[Point annotation records]

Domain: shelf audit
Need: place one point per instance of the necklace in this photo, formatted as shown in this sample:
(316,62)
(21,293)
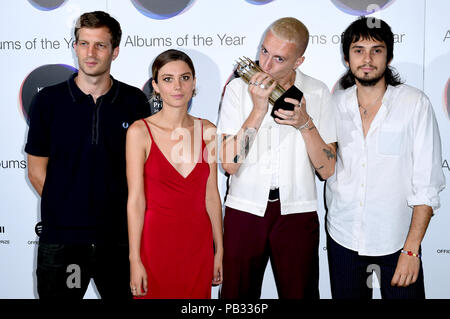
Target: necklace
(365,109)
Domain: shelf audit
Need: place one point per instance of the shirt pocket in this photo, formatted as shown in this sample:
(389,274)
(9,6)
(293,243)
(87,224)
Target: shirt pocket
(391,141)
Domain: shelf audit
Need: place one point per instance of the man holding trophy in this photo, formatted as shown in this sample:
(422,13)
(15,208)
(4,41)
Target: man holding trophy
(277,129)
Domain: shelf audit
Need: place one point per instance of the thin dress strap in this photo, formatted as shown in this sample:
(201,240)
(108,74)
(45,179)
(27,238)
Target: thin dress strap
(201,122)
(148,128)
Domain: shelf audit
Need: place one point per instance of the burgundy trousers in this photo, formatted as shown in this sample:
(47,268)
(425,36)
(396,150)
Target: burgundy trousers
(290,241)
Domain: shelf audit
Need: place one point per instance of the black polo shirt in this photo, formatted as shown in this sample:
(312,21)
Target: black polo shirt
(84,199)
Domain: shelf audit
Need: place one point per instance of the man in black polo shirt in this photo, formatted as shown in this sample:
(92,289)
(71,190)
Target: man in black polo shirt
(76,162)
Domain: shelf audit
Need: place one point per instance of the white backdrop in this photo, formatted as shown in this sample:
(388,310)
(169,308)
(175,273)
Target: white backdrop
(36,33)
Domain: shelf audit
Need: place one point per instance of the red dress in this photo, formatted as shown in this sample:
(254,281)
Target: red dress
(176,244)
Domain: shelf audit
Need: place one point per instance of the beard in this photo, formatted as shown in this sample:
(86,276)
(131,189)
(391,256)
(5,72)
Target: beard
(369,81)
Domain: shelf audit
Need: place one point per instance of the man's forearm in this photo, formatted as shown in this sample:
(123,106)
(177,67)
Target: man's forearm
(322,156)
(235,148)
(37,172)
(419,224)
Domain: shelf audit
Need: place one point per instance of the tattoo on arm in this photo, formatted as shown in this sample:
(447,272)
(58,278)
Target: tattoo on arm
(329,153)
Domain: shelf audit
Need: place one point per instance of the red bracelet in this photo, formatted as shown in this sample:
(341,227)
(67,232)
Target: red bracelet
(410,253)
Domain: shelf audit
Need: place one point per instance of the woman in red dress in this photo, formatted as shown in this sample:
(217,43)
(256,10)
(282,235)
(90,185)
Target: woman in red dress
(174,207)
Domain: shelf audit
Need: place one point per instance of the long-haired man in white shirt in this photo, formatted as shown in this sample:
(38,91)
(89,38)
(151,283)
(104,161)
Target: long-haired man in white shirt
(271,202)
(388,172)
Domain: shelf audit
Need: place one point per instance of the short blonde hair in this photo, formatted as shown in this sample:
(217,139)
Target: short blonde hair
(291,30)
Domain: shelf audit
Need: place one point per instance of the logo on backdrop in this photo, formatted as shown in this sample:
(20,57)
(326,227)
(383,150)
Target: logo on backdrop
(46,5)
(38,229)
(258,2)
(162,9)
(39,78)
(362,7)
(446,99)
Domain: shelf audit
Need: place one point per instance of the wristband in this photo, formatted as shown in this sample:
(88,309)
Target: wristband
(306,125)
(410,253)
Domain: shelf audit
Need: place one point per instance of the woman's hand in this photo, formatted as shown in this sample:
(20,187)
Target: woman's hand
(218,272)
(138,279)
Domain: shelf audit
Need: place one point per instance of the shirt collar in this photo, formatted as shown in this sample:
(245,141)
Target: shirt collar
(78,95)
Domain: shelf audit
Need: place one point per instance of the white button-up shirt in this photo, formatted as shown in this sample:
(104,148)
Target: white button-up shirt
(249,187)
(378,179)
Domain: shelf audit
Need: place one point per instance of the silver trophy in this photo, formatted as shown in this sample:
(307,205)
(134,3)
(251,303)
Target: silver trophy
(246,68)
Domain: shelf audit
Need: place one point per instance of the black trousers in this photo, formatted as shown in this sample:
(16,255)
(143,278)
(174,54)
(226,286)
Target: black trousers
(351,275)
(64,270)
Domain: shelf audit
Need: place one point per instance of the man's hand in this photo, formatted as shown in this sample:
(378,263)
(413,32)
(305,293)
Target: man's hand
(407,271)
(260,89)
(297,118)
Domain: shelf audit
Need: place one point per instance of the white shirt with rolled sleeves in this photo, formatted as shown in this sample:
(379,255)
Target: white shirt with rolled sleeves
(378,179)
(249,187)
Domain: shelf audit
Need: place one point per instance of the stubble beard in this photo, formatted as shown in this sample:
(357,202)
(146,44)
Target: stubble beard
(369,81)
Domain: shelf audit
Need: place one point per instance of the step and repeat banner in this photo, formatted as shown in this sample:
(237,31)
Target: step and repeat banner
(36,50)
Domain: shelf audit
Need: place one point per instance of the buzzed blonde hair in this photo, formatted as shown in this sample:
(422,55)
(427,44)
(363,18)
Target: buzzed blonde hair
(291,30)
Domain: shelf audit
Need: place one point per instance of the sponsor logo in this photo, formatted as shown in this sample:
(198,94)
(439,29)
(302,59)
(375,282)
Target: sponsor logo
(46,5)
(13,164)
(362,7)
(162,9)
(446,100)
(46,75)
(259,2)
(38,228)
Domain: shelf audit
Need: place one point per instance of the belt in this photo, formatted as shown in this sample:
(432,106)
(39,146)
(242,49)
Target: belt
(274,195)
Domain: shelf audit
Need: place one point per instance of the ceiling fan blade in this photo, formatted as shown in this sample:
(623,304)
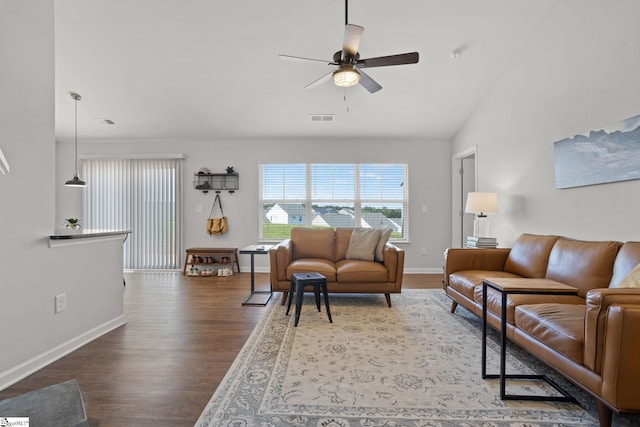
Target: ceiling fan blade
(320,81)
(300,59)
(368,83)
(352,37)
(383,61)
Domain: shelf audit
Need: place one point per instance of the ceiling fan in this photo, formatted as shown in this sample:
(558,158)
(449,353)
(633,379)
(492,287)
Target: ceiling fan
(349,72)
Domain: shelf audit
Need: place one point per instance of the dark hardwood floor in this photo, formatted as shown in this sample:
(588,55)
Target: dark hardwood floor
(163,366)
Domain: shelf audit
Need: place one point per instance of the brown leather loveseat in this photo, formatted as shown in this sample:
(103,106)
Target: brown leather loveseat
(324,250)
(592,338)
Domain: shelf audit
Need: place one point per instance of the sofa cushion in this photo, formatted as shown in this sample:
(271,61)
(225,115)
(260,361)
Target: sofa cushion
(467,281)
(558,326)
(494,301)
(313,243)
(384,237)
(632,280)
(357,271)
(529,255)
(627,259)
(313,265)
(362,245)
(582,264)
(343,235)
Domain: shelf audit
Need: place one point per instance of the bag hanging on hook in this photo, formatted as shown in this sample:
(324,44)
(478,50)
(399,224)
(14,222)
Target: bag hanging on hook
(217,226)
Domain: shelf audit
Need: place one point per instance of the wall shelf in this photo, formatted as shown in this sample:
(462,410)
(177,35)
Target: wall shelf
(206,182)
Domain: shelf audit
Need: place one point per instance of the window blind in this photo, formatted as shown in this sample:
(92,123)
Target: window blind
(141,195)
(332,195)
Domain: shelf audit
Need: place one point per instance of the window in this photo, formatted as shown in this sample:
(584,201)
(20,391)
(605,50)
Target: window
(332,195)
(141,195)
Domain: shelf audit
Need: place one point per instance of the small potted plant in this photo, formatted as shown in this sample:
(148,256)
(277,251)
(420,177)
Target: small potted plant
(73,223)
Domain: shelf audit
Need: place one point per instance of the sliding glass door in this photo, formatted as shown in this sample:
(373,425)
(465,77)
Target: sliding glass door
(141,195)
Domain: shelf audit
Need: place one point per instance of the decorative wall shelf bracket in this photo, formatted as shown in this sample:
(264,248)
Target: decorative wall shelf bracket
(217,182)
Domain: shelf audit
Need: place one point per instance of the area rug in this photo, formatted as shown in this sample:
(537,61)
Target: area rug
(412,364)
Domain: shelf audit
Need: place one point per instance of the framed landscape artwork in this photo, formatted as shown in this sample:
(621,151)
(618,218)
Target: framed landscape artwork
(607,155)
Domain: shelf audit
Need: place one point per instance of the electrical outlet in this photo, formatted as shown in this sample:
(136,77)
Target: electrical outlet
(61,302)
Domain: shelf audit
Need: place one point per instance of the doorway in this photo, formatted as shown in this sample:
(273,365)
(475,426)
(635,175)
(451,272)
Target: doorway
(463,180)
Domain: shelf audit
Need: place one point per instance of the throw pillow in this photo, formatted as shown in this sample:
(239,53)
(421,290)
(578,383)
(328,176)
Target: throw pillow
(632,280)
(384,236)
(362,244)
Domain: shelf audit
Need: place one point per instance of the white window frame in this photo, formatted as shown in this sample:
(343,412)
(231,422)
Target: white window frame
(357,201)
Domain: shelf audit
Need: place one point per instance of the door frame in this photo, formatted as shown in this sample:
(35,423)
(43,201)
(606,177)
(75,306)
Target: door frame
(461,184)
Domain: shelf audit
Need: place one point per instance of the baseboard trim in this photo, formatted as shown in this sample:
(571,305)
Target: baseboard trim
(23,370)
(433,270)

■ Problem statement: Show every line of the data above that contains the word "ceiling".

■ Output of the exercise:
Need: place one point per instance of the ceiling fan blade in this photo, formatted as shown in this sample:
Target: ceiling fan blade
Need: place one point per instance of the ceiling fan in this photo, formatted as shown in this sample:
Target: ceiling fan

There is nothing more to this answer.